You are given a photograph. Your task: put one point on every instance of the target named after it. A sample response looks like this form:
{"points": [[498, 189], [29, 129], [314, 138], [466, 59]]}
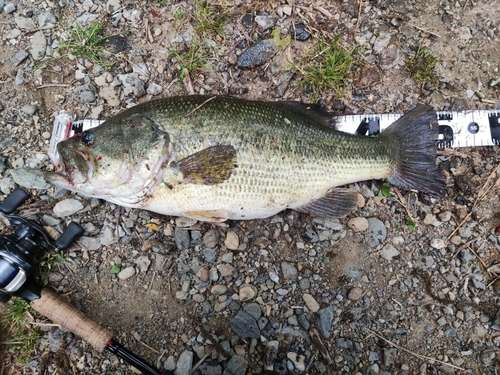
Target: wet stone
{"points": [[245, 325], [182, 239], [289, 270], [377, 232], [325, 318], [265, 22], [343, 343], [311, 303], [38, 45], [126, 273], [253, 309], [184, 363], [237, 365], [19, 57]]}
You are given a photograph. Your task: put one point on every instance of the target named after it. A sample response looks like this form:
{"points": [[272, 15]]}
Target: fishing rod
{"points": [[18, 252]]}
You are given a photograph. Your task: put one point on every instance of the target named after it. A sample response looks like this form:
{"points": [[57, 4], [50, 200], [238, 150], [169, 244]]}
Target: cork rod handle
{"points": [[62, 312]]}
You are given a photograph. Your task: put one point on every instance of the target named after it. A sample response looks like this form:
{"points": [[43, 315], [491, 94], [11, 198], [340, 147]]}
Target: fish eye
{"points": [[88, 138]]}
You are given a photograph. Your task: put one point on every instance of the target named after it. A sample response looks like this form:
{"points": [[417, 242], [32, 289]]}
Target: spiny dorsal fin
{"points": [[336, 203], [210, 166], [314, 110]]}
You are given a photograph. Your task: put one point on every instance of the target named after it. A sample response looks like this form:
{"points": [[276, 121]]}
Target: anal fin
{"points": [[336, 203], [216, 216]]}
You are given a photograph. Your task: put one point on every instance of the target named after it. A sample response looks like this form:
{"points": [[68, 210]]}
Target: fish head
{"points": [[121, 158]]}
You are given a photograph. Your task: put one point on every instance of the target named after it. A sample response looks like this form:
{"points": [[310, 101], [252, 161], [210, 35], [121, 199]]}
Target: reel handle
{"points": [[57, 309]]}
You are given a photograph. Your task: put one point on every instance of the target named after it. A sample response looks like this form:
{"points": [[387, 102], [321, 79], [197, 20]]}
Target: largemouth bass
{"points": [[214, 158]]}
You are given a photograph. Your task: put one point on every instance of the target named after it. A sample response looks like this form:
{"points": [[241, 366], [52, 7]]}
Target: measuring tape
{"points": [[456, 129]]}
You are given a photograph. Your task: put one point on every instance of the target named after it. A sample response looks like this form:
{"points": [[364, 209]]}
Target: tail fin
{"points": [[414, 135]]}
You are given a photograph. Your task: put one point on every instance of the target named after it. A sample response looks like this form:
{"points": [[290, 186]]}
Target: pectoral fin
{"points": [[337, 203], [210, 166]]}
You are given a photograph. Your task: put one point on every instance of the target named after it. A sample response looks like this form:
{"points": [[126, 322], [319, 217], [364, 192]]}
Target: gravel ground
{"points": [[379, 296]]}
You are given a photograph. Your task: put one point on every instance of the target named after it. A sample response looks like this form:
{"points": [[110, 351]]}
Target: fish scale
{"points": [[286, 155]]}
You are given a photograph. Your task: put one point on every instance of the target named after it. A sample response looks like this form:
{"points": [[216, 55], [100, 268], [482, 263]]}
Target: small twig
{"points": [[425, 31], [311, 362], [494, 280], [403, 203], [359, 17], [319, 344], [201, 105], [477, 256], [53, 85], [202, 360], [483, 192], [160, 357], [413, 353]]}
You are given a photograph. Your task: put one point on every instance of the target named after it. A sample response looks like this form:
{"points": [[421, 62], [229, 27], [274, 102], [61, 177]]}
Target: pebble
{"points": [[46, 20], [355, 294], [247, 292], [265, 22], [289, 270], [107, 236], [388, 252], [85, 93], [298, 361], [245, 325], [29, 109], [25, 23], [132, 85], [67, 207], [29, 178], [9, 8], [325, 318], [225, 270], [19, 57], [126, 273], [184, 363], [110, 95], [237, 365], [154, 89], [211, 238], [377, 232], [358, 224], [90, 243], [169, 364], [112, 6], [232, 241], [182, 239], [438, 243], [343, 343], [38, 46], [311, 303], [218, 289], [444, 216], [253, 309]]}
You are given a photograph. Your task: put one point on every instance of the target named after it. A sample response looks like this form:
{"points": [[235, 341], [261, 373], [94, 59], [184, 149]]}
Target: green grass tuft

——

— Problem requirements —
Which lines of the material above contain the string "handle"? Pull out and list each of those lines, treating uppercase and lowercase letters as different.

— Final result —
Target: cork rod handle
Target: reel handle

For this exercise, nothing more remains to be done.